◆ Aim ◆
Select and copy each line of the records that contains the word "roadway".

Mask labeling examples
****************
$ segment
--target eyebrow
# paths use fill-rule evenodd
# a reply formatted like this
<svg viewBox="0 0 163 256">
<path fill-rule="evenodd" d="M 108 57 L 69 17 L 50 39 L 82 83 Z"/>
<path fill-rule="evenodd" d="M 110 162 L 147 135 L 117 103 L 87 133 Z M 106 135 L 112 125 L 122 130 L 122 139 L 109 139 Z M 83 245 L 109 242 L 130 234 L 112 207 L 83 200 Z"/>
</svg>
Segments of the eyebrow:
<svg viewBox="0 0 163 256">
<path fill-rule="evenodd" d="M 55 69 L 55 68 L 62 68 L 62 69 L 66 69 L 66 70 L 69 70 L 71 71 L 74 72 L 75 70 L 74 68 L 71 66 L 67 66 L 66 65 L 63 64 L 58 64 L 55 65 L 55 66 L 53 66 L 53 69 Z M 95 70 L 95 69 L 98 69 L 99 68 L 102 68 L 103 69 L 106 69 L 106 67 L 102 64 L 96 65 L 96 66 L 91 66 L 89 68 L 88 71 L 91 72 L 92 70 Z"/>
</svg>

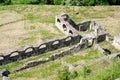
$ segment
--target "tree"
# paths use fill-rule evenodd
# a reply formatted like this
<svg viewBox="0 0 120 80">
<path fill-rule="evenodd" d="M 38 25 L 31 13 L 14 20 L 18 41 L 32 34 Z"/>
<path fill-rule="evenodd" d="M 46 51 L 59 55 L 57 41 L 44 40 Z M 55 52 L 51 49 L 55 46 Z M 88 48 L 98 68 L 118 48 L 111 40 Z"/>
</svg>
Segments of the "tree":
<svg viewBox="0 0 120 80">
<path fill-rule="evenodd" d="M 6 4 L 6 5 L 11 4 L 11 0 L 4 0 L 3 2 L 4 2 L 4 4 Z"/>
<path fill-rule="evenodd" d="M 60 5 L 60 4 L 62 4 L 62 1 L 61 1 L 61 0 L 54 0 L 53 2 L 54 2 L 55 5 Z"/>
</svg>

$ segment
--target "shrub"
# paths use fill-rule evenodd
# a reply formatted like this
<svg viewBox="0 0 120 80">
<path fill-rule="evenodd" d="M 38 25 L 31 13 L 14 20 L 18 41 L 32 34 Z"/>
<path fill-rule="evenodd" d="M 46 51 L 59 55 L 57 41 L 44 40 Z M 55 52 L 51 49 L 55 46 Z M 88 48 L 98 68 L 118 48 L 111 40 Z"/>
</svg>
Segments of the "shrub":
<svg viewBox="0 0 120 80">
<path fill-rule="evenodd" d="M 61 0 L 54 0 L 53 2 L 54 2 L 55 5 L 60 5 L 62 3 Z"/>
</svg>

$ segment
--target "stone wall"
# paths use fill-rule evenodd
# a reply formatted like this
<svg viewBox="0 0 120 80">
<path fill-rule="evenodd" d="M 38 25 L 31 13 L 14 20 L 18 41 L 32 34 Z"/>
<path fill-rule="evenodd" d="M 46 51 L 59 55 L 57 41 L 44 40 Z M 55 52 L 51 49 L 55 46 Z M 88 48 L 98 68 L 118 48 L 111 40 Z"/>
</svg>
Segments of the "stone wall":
****************
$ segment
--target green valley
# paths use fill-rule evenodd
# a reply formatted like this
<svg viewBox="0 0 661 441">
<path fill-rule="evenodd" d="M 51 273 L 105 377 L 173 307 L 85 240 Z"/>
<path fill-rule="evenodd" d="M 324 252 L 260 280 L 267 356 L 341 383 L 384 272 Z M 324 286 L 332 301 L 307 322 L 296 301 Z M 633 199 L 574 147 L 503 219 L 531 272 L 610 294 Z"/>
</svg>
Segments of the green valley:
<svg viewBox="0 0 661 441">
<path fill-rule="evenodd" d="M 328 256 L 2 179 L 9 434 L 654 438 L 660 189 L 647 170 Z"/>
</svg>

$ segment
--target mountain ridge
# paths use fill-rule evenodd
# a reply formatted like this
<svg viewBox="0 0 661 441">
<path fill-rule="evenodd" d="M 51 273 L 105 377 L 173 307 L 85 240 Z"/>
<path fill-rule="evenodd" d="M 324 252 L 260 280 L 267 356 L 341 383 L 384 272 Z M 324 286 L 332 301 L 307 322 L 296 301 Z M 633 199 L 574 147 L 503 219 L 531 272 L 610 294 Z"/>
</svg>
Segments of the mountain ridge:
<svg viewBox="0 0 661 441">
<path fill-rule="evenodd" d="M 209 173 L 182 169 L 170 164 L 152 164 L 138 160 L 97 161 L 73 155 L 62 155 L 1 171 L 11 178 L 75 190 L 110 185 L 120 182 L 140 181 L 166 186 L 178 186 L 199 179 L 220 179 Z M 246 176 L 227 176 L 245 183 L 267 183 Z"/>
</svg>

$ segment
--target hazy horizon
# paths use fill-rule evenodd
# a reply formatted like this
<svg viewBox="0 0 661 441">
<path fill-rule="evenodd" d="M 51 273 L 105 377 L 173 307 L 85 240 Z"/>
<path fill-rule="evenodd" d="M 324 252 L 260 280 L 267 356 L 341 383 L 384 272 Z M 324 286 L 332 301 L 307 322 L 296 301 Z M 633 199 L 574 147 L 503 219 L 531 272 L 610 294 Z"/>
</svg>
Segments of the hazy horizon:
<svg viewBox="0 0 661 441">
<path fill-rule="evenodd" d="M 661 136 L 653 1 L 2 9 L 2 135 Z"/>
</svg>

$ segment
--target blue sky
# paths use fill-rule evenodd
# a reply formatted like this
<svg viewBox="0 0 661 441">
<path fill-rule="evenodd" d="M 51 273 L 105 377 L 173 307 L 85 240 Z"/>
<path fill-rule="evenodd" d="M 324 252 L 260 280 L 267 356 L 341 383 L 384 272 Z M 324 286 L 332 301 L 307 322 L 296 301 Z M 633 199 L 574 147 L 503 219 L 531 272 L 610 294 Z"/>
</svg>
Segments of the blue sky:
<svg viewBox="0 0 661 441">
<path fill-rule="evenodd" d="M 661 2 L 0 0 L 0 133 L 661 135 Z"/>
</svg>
****************
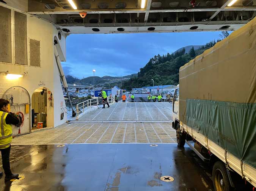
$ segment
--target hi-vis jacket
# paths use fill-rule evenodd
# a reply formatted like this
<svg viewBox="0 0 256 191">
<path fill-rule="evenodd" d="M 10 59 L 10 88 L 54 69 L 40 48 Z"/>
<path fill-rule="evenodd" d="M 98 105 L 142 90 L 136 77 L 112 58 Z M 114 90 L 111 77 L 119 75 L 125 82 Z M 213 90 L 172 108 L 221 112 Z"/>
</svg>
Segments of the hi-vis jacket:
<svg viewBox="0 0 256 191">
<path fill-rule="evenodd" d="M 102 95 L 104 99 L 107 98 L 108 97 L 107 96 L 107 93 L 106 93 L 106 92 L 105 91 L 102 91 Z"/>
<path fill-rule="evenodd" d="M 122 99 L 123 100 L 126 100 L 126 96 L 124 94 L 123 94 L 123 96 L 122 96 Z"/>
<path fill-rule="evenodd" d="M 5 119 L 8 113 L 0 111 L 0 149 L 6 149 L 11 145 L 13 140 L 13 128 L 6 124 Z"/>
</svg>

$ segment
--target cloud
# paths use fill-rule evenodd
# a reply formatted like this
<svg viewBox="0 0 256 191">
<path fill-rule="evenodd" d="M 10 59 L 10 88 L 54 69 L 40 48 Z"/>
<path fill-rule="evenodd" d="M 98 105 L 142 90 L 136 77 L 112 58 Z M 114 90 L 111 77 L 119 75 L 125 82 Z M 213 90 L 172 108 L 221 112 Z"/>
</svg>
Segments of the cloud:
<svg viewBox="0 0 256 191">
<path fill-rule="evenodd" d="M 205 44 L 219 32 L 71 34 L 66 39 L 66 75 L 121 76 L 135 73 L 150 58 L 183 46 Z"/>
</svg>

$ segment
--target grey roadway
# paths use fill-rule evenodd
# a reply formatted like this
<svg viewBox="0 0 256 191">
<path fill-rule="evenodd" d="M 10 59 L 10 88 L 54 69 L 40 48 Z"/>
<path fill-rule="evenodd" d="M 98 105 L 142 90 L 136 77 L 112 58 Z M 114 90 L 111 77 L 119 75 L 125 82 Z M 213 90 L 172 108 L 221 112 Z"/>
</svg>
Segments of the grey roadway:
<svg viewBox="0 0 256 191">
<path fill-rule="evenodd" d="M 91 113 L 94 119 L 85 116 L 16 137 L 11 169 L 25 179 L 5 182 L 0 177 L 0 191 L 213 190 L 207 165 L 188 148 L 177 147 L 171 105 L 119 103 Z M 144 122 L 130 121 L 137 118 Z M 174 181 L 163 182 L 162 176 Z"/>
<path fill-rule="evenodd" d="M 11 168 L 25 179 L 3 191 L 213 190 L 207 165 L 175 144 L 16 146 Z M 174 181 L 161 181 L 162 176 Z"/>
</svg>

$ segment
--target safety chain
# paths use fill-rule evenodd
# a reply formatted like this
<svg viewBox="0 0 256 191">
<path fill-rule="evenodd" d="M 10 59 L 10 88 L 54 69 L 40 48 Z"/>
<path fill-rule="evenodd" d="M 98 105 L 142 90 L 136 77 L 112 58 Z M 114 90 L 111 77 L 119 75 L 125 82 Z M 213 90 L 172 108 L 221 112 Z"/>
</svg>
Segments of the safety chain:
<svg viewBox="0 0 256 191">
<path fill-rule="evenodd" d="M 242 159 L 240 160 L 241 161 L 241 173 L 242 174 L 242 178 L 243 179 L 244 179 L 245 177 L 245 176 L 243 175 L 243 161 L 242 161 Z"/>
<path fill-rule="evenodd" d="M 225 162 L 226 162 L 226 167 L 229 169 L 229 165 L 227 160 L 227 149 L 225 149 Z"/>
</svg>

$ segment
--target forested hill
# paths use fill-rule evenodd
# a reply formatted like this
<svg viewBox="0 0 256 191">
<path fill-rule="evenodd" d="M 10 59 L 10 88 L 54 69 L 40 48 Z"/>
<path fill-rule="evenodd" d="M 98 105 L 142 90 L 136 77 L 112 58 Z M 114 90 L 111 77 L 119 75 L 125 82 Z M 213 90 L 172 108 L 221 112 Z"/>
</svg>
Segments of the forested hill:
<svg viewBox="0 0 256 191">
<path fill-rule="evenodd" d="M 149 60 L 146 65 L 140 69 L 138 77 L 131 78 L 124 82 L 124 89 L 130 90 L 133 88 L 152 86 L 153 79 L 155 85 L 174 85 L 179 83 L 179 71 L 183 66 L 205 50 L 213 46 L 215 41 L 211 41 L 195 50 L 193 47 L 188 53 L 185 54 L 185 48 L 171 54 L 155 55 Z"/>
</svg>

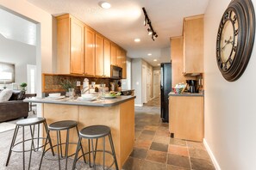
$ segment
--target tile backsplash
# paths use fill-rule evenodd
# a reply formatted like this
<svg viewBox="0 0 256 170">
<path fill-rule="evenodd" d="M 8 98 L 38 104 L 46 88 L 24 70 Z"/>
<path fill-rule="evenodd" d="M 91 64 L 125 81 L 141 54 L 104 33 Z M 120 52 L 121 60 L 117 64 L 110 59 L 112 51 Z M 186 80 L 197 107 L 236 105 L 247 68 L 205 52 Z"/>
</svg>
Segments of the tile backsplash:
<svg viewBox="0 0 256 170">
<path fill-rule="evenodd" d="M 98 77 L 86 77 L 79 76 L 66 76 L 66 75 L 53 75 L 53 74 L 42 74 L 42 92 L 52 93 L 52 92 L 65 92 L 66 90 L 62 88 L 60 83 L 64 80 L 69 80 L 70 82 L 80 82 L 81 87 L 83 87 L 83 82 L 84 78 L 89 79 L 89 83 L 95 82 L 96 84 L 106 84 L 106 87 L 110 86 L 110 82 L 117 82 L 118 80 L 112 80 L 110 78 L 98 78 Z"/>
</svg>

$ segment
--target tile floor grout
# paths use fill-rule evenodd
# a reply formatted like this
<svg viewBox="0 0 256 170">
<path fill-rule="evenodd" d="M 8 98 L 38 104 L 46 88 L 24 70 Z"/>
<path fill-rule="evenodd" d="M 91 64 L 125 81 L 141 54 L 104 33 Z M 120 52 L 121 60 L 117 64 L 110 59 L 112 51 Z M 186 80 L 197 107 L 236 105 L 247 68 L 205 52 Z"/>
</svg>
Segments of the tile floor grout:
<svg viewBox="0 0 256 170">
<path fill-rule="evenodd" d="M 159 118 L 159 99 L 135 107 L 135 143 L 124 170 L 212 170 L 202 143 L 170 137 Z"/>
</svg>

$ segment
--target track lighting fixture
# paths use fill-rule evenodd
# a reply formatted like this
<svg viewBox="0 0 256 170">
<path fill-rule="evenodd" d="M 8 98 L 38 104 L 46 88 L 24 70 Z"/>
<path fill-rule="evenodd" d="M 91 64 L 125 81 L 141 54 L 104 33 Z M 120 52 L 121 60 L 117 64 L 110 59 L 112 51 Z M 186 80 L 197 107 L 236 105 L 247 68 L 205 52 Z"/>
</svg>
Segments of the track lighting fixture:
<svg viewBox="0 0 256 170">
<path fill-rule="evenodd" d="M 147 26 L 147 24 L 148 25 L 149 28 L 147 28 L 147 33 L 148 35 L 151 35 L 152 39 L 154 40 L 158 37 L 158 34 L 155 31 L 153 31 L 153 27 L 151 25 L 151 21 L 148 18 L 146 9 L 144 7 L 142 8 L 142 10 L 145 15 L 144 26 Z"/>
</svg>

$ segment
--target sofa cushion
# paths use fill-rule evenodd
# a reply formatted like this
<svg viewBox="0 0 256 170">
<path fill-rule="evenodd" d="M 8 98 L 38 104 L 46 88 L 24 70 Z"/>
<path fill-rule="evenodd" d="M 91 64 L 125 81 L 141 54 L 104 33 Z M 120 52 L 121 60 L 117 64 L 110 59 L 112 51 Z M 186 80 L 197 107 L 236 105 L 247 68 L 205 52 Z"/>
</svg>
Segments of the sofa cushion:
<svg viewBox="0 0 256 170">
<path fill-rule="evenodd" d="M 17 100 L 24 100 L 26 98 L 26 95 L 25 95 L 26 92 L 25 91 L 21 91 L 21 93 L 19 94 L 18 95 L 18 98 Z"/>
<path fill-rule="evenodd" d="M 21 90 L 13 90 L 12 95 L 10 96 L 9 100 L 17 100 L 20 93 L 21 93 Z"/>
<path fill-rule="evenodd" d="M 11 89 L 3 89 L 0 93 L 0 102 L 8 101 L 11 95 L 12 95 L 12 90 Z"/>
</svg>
****************
◆ Full solution ◆
--target grey roadway
Segments of the grey roadway:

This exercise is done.